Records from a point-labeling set

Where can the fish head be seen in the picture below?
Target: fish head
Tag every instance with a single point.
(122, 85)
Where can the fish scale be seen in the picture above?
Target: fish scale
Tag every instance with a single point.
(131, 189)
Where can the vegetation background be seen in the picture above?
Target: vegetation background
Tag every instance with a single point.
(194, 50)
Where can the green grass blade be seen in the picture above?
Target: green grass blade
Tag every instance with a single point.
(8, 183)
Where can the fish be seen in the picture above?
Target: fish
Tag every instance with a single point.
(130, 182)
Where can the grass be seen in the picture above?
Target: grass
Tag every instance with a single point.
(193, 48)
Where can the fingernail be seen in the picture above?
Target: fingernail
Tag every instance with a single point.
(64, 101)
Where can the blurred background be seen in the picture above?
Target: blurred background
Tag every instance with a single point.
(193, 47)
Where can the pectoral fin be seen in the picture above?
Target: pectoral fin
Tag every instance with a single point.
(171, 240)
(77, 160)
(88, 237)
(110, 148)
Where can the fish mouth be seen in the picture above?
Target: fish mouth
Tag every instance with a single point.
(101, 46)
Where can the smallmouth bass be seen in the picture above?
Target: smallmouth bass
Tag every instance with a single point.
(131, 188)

** Problem details **
Please output the records above as a Markdown table with two columns, Row and Line. Put each line in its own numbered row and leave out any blank lines.

** The output **
| Row | Line |
|---|---|
| 1 | Where can the fish head be seen in the picture below? |
| 2 | Target: fish head |
| 3 | Tag every instance with a single point. |
| 4 | (122, 85) |
| 5 | Where can the fish scale be seen in the picture above? |
| 6 | Target: fish scale |
| 7 | Tag every instance with a single point. |
| 8 | (131, 189) |
| 9 | Where can the vegetation background be seen in the picture above? |
| 10 | Target: vegetation background |
| 11 | Tag every instance with a single point. |
| 12 | (194, 50) |
| 13 | Where can the green grass blade be seen in the picture above? |
| 14 | Target: green grass blade |
| 15 | Tag every instance with a single point. |
| 16 | (8, 183) |
| 17 | Where can the fish be seen in the picture above? |
| 18 | Target: fish |
| 19 | Tag every instance with a single point. |
| 20 | (130, 182) |
| 21 | Where can the grass be seen in the picture above? |
| 22 | Target: grass |
| 23 | Tag every instance with a single point. |
| 24 | (193, 48) |
| 25 | Where can the fingernail be seen in the picture above? |
| 26 | Target: fingernail |
| 27 | Tag every instance with a single point. |
| 28 | (64, 101) |
| 29 | Where can the blurred background be seen in the picture above? |
| 30 | Target: blurred background |
| 31 | Tag every instance with a single point. |
| 32 | (193, 47) |
| 33 | Where can the pectoral fin be seen in the picture above? |
| 34 | Target: pectoral fin |
| 35 | Tag every instance with a single point. |
| 36 | (171, 240) |
| 37 | (77, 160) |
| 38 | (88, 237) |
| 39 | (110, 148) |
| 40 | Where can the fish mouth be seen in the picture above? |
| 41 | Target: fish mouth |
| 42 | Tag every instance with a single point. |
| 43 | (101, 46) |
| 44 | Where can the smallmouth bass be seen in the picture above? |
| 45 | Target: smallmouth bass |
| 46 | Tag every instance with a single point. |
| 47 | (131, 188) |